> RECORDS FOR THIS TASK
═══

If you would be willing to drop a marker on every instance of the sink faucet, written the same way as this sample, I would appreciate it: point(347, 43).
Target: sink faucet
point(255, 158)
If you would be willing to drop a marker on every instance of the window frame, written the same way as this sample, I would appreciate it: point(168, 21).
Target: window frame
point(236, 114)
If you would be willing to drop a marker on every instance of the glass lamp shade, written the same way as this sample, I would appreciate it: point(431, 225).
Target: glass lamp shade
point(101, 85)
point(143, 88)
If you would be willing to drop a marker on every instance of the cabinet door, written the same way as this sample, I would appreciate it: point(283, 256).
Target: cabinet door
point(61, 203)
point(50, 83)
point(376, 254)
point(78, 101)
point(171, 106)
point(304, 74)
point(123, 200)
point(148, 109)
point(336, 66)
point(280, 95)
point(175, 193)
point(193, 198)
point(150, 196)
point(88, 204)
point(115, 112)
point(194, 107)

═══

> SHORT TASK
Reproduce every line of the items above verbatim, changing nothing.

> RESPONSE FOR THIS EXERCISE
If you would be willing to drop a marker on every instance of the sink faucet, written the same way as this sample, I would appreciate it: point(347, 43).
Target: sink faucet
point(255, 158)
If you would be willing to drop a marker on every instance of the window frame, written the same way as this sample, I would appreciate it: point(168, 21).
Target: window frame
point(236, 114)
If you would be willing to drop a marker on every instance of the glass lamp shade, written the same way as this sample, I would appreciate it: point(431, 225).
Target: glass lamp shade
point(101, 85)
point(143, 88)
If you would be willing to drop a marker on every instance of the cabinet door, written the same way as this sample, I would appreciate it: point(283, 256).
Target: cabinet door
point(61, 203)
point(50, 83)
point(376, 254)
point(78, 101)
point(171, 106)
point(304, 74)
point(123, 200)
point(148, 109)
point(336, 66)
point(280, 95)
point(175, 193)
point(193, 198)
point(150, 196)
point(88, 204)
point(115, 112)
point(194, 107)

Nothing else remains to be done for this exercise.